Job
Reproduce verbatim the rows from the line with "Identify where the crew" up to and including the line with "0,0 -> 845,171".

====

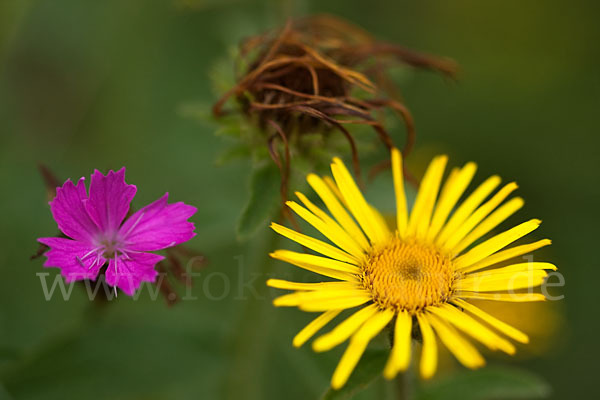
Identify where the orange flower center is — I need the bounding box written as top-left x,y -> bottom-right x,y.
362,238 -> 455,313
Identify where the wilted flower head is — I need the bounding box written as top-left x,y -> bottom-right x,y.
213,15 -> 457,186
38,168 -> 197,295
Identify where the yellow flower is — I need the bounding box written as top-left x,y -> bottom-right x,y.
267,149 -> 556,388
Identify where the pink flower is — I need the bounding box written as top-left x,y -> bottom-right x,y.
38,168 -> 197,296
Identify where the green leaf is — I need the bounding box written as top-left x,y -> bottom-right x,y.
237,163 -> 281,240
417,367 -> 551,400
215,145 -> 251,166
0,384 -> 13,400
323,350 -> 389,400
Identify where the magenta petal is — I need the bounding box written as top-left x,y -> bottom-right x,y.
50,178 -> 98,243
38,237 -> 106,282
120,193 -> 198,251
85,167 -> 137,233
106,253 -> 164,296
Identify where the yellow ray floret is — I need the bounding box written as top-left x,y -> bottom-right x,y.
267,149 -> 557,389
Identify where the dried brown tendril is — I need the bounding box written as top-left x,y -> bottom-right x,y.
213,15 -> 457,206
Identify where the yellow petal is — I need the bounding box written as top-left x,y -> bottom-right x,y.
427,162 -> 477,241
296,192 -> 364,260
454,291 -> 546,303
455,270 -> 548,292
435,175 -> 500,246
454,219 -> 542,269
453,299 -> 529,343
392,148 -> 408,237
331,310 -> 394,389
429,315 -> 485,369
271,250 -> 360,274
383,311 -> 412,379
331,158 -> 390,243
285,199 -> 363,262
306,174 -> 369,250
417,313 -> 437,379
267,279 -> 360,290
270,250 -> 358,282
298,293 -> 372,312
407,156 -> 448,238
461,239 -> 552,272
452,197 -> 525,254
442,182 -> 518,254
271,222 -> 356,263
273,289 -> 363,307
466,262 -> 558,277
313,304 -> 378,352
292,310 -> 342,347
428,304 -> 515,354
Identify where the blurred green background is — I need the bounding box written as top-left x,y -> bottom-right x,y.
0,0 -> 600,399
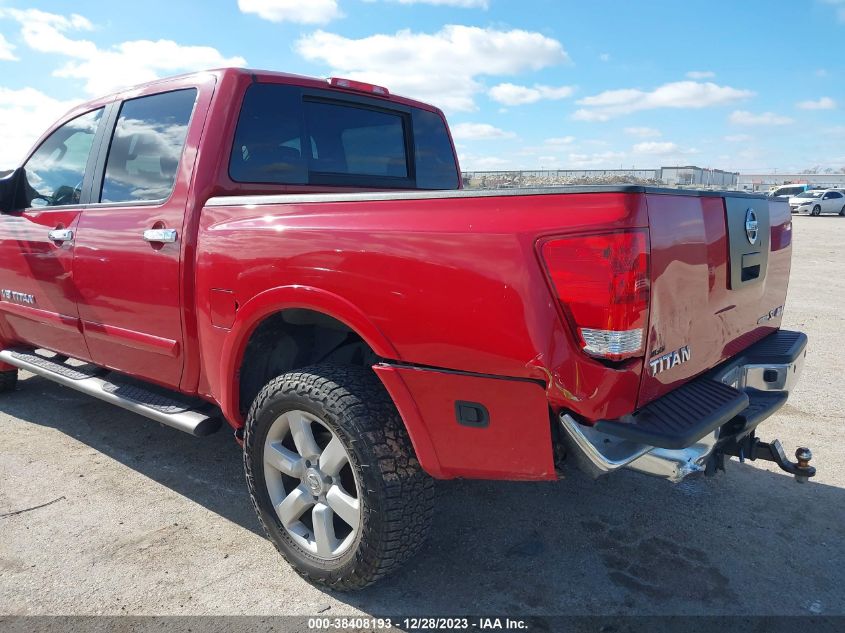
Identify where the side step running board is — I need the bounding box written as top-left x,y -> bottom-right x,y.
0,349 -> 220,437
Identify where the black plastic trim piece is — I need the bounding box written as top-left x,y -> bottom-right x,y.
595,378 -> 749,449
455,400 -> 490,429
376,360 -> 546,389
595,330 -> 807,449
739,330 -> 808,365
206,185 -> 765,207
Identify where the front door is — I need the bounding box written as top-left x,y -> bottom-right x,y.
73,87 -> 197,387
0,108 -> 103,359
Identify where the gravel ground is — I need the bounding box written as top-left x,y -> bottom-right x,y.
0,217 -> 845,616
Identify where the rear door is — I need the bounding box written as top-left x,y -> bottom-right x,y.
74,83 -> 211,387
0,108 -> 105,359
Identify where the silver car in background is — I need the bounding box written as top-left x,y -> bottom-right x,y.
789,189 -> 845,215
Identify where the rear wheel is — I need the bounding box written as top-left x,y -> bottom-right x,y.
0,369 -> 18,393
244,365 -> 434,590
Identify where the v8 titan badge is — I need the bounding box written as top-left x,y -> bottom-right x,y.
745,209 -> 760,246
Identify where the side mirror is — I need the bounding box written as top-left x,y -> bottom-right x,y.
0,167 -> 27,213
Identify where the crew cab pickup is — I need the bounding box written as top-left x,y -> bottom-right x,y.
0,69 -> 815,589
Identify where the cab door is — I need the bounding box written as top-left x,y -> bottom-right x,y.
0,107 -> 105,359
73,81 -> 211,387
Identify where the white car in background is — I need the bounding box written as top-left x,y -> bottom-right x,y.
789,189 -> 845,215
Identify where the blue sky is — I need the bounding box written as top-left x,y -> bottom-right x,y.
0,0 -> 845,171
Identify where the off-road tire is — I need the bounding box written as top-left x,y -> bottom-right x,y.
0,369 -> 18,393
244,365 -> 434,591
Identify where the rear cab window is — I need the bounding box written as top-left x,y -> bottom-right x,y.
229,84 -> 459,189
100,88 -> 197,203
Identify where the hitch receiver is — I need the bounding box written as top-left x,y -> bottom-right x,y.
720,433 -> 816,484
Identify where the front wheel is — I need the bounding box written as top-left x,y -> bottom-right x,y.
244,365 -> 434,590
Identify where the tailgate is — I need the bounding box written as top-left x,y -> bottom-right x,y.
637,194 -> 792,408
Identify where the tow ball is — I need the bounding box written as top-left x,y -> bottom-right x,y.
717,434 -> 816,484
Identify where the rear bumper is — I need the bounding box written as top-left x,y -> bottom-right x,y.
559,330 -> 807,481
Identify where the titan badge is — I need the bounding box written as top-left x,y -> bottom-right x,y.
0,288 -> 35,305
648,345 -> 692,376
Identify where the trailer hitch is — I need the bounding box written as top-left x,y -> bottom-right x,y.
716,433 -> 816,484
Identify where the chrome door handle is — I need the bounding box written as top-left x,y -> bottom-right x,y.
47,229 -> 73,242
144,229 -> 177,244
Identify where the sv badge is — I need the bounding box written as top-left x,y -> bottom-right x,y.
648,345 -> 692,376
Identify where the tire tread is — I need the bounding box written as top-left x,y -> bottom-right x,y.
244,364 -> 434,591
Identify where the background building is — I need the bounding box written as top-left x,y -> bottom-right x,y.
738,173 -> 845,191
464,166 -> 739,189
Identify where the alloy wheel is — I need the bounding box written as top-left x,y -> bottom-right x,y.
264,410 -> 361,560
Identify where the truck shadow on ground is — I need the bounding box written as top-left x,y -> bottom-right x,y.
3,377 -> 845,615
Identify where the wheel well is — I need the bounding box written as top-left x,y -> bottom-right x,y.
239,308 -> 379,414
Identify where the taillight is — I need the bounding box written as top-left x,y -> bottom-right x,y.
542,229 -> 649,360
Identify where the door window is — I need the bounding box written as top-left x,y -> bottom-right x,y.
100,88 -> 197,202
24,108 -> 103,208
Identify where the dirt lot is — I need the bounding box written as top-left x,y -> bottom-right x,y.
0,217 -> 845,616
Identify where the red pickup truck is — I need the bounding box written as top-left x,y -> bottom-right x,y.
0,69 -> 815,589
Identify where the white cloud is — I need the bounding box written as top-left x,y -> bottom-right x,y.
632,141 -> 696,156
0,87 -> 74,169
376,0 -> 490,9
458,154 -> 515,171
0,9 -> 246,95
573,81 -> 754,121
723,134 -> 754,143
238,0 -> 343,24
566,152 -> 625,169
543,136 -> 575,146
795,97 -> 836,110
624,127 -> 663,138
0,33 -> 18,62
488,83 -> 575,106
295,25 -> 569,111
728,110 -> 792,125
451,123 -> 516,141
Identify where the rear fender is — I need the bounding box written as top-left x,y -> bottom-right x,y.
219,286 -> 401,428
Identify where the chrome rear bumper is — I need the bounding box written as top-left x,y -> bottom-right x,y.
559,331 -> 807,482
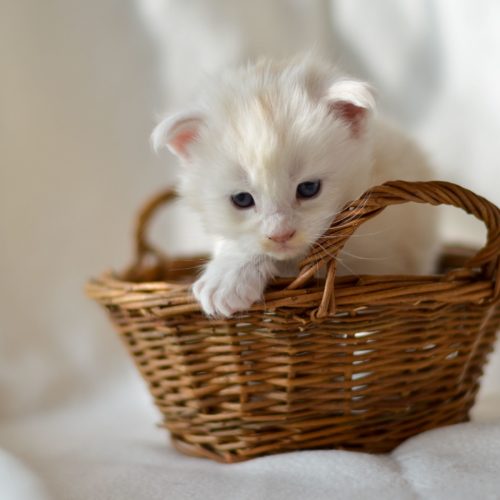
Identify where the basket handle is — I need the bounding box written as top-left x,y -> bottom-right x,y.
288,181 -> 500,318
132,188 -> 177,267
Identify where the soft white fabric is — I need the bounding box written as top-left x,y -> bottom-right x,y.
0,0 -> 500,500
0,375 -> 500,500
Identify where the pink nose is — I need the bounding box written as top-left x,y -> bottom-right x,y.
268,230 -> 295,243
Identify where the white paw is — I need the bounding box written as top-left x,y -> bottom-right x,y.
193,260 -> 266,316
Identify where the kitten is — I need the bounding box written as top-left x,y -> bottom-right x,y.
152,56 -> 435,316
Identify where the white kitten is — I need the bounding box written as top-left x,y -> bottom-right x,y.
153,56 -> 434,316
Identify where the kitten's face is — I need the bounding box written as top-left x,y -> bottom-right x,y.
153,61 -> 373,259
181,93 -> 370,260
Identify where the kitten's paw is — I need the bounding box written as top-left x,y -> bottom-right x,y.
193,261 -> 266,317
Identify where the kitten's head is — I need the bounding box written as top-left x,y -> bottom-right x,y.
153,58 -> 374,259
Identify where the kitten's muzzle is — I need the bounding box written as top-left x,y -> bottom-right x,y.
267,229 -> 296,244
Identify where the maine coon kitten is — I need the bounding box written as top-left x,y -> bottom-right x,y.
152,56 -> 435,316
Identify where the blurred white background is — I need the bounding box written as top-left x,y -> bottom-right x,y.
0,0 -> 500,496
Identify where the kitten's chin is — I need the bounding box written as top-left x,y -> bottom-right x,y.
266,248 -> 307,260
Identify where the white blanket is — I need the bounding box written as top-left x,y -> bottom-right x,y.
0,374 -> 500,500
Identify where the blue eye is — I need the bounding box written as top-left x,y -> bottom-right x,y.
297,181 -> 321,199
231,193 -> 255,208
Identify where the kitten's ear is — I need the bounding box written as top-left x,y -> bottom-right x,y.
326,80 -> 375,137
151,112 -> 203,160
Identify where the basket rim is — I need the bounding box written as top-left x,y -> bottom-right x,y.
85,247 -> 494,318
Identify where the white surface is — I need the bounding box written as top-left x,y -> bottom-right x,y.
0,376 -> 500,500
0,0 -> 500,500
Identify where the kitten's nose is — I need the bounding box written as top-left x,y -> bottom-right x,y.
267,229 -> 295,243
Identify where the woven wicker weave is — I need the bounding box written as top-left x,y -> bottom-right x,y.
87,181 -> 500,462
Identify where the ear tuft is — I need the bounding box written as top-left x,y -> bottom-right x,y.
327,80 -> 375,137
151,113 -> 203,159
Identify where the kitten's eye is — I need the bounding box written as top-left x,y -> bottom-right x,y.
297,181 -> 321,199
231,193 -> 255,208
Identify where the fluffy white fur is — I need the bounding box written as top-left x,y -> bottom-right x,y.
152,56 -> 434,316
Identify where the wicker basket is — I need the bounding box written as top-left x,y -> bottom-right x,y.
87,181 -> 500,462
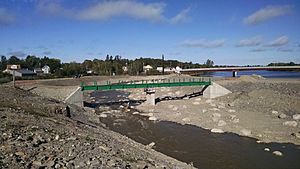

====

The answer
Identify where the crew cab pickup is — I need the bounding box written as top-left x,y -> bottom-right x,y.
0,69 -> 815,589
Identify where the cab door is — I need the bounding box written as top-left x,y -> bottom-right x,y.
0,107 -> 105,359
73,81 -> 211,387
Identify where the white car in background is — I need the bounding box written as top-left x,y -> bottom-right x,y.
789,189 -> 845,215
Identify where the blue sky is — I need the bounding box written as top-left x,y -> bottom-right x,y.
0,0 -> 845,171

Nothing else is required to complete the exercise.